*** Document section

Good, Bad, and the Ugly Politics Of Our Nation

Let’s talk about this Trump period of US history that we are in. Come on, let’s have a sincere conversation that doesn’t involve manipulative fallacies, eye rolls, meme quotations, or some sucker punch quip about orange skin or balding hair conditions in the Oval Office.

I get it. Well when I mean I get it, I’m speaking to the progressives and marginalized communities. I’m black, I can’t not get it. My family members are Caribbean immigrants. I can’t not get it. That election night was rough, and even though I cried, I wasn’t surprised. I mean what were we going to do? Put Hillary in the office? I wasn’t about to. I didn’t vote. I couldn’t, not on good conscience. More than anything I cried because it’s just another reminder that the marginalized can’t win in this society, granted a lot of minorities deceived themselves that Hillary would be a win for them. Unfortunately, she was a product of the evil system that gave Trump power. You don’t have to agree with me but that’s how I feel. What I also think is this: that despite the privilege that all white people may have, there are white people that feel oppressed, and I believe that is why Trump won.

******

Problems to solve
(a) Answer each question from the essay on US politics, one line per answer, marked as the questions are.
(i) Where are the writer's family members immigrants from?
(ii) Did the writer vote in the election?
(iii) According to the writer, why did Trump win?
(b) Render the following sentence from the essay on US politics in Spanish: "That election night was rough, and even though I cried, I wasn’t surprised."
(c) List every thing the writer of the essay on US politics says the proposed sincere conversation should not involve.

*** Recorded data

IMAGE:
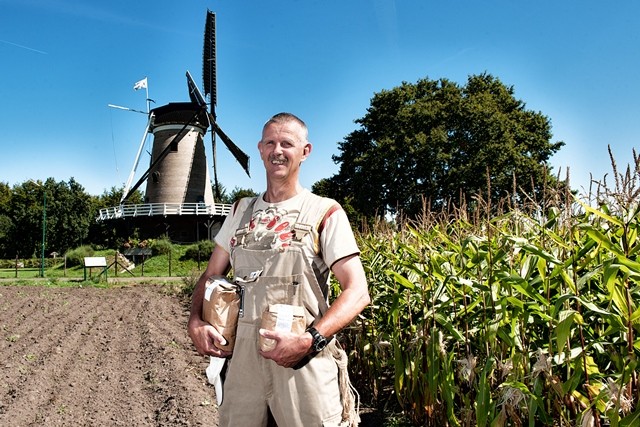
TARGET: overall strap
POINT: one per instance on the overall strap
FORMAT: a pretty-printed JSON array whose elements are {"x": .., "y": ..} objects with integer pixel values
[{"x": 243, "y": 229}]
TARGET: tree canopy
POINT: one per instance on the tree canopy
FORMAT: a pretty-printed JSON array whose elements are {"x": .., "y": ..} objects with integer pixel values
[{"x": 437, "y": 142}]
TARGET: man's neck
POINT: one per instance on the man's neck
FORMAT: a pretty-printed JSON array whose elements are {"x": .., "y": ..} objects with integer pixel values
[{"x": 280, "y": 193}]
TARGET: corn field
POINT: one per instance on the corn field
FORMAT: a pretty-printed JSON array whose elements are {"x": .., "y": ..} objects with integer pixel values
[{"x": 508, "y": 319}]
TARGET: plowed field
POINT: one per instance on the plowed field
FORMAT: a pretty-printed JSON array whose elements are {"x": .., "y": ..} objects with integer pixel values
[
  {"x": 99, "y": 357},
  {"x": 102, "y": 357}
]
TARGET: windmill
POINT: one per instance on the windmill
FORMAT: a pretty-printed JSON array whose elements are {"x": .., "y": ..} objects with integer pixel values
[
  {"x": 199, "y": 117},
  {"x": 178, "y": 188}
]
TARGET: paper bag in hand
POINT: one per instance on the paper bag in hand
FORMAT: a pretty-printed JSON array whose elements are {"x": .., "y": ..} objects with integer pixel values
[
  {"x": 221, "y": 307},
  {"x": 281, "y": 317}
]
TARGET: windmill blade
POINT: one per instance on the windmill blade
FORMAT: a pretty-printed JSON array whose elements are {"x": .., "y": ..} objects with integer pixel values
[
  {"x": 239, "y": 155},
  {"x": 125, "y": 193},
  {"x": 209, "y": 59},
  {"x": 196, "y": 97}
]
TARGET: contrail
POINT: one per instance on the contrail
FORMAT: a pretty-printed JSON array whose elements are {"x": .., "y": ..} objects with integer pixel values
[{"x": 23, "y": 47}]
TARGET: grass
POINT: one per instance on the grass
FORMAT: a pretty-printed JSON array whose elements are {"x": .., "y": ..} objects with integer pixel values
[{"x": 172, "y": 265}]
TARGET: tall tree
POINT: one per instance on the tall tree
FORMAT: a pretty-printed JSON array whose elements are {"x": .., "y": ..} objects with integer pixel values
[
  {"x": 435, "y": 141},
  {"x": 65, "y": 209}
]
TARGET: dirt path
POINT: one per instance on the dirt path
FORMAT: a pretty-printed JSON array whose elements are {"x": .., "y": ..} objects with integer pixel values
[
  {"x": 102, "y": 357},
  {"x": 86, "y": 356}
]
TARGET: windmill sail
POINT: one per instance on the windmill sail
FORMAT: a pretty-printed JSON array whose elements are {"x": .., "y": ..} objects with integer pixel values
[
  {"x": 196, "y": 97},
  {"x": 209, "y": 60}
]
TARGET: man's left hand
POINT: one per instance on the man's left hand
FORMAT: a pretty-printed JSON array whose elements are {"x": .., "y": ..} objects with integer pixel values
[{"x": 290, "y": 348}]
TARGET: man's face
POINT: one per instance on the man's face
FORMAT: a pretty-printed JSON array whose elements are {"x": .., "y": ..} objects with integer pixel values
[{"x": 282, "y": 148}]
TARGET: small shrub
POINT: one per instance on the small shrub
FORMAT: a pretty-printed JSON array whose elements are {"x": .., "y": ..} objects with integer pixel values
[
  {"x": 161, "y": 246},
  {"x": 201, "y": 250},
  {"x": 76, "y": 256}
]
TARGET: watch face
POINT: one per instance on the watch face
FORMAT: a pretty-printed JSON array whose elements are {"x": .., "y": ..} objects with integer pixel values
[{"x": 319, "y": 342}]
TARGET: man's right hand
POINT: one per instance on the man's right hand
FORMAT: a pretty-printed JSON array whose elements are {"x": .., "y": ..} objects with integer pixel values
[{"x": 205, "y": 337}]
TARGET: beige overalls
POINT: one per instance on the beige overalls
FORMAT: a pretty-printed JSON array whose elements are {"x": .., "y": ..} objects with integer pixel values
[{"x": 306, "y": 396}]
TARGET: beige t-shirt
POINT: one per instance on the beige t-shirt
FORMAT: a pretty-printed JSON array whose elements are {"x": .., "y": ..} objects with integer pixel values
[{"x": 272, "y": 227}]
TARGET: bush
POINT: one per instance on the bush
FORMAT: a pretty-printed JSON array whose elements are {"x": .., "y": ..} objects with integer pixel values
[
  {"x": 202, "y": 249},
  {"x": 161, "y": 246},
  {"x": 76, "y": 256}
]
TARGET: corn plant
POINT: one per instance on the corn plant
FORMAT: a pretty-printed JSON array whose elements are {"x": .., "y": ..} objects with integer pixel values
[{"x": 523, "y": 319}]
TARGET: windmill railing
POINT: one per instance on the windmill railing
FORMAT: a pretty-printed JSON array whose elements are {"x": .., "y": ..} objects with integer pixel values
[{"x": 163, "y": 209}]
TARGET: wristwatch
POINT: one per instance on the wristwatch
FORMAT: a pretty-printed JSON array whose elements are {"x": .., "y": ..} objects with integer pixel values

******

Expected answers
(a)
(i) The Caribbean.
(ii) No; the writer did not vote.
(iii) Because some white people feel oppressed, despite the privilege that all white people may have.

(b) Esa noche electoral fue dura y, aunque lloré, no me sorprendió.

(c)
- Manipulative fallacies
- Eye rolls
- Meme quotations
- Some sucker punch quip about orange skin or balding hair conditions in the Oval Office